What you will do:
1/ In the passage on CEO blogging, what total cost does Rudyk give for setting up a blog, even if a developer is brought in?
2/ Retype word for word the part of the passage on CEO blogging that opens with the words containing "As Rudyk points" and closes with "it for you?".

Passage:

As Rudyk points out, ghost blogging defeats the entire mandate of blogging, to be transparent and express honest opinions.

At a conference earlier this year, Schwartz was asked how he found the time to blog given the burden of responsiblities. Why not get someone else to write it for you?

“Absolutely not,” he shot back. “People will know right away. You have to write it yourself.”

Honesty, integrity and transparency, he went on to say, are keys to a blog – any blog.

He echoed these words on his own blog in July, when a CEO of an unrelated company admitted to posting 1,000 comments anonymously about a rival he wanted to acquire on a stock-market chatsite.

“Authenticity is core to leadership,” Schwartz wrote in remarking on the incidents, “and the currency of our industry. So I doubt he advanced his agenda.”

You don’t have to be Sun Microsystems to set up and maintain a blog, Rudyk says, noting the costs are minimal but the benefits exponentially greater.

“It costs, what, $200 for a single-seat copy of WordPress?” he said. “And maybe a couple of weeks to set it up. Total cost is $2,000, even if you bring in a developer.”

For those CEOs who are time- or word-challenged, he advocates a team approach.

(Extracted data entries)
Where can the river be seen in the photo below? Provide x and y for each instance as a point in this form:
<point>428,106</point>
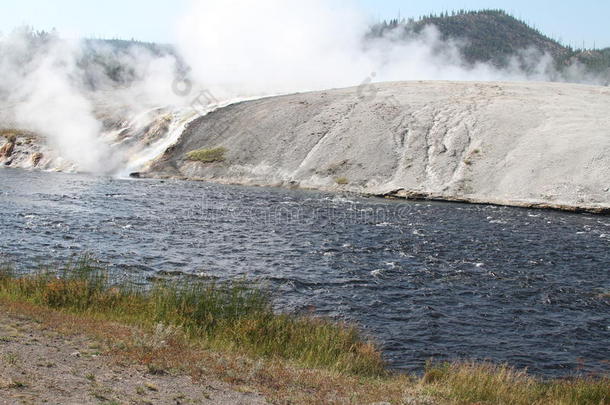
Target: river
<point>425,280</point>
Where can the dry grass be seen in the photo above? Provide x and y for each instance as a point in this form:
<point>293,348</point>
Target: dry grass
<point>207,155</point>
<point>229,317</point>
<point>288,359</point>
<point>499,384</point>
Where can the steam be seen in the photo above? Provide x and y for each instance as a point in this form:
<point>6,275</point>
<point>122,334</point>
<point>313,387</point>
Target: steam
<point>50,88</point>
<point>234,49</point>
<point>242,47</point>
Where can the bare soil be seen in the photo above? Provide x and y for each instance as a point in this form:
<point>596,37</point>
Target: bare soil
<point>41,366</point>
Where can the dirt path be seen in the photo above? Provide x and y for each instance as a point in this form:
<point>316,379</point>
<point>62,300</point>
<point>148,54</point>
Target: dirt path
<point>38,365</point>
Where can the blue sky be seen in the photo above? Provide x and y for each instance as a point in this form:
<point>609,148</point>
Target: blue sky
<point>153,20</point>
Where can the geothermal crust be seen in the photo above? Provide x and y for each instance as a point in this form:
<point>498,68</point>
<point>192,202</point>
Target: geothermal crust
<point>522,144</point>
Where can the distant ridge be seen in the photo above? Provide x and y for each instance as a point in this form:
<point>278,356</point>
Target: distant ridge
<point>494,36</point>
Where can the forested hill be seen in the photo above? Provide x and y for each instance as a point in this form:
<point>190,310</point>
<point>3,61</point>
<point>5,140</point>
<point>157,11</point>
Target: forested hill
<point>495,36</point>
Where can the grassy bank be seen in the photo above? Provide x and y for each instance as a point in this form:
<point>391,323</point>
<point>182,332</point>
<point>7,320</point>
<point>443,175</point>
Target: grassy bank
<point>229,331</point>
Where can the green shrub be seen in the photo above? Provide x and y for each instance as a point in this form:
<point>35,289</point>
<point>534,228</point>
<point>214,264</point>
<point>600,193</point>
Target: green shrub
<point>207,155</point>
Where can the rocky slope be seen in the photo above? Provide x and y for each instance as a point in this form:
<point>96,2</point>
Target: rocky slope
<point>524,144</point>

Solutions to the tasks:
1/ $2,000

2/
As Rudyk points out, ghost blogging defeats the entire mandate of blogging, to be transparent and express honest opinions.

At a conference earlier this year, Schwartz was asked how he found the time to blog given the burden of responsiblities. Why not get someone else to write it for you?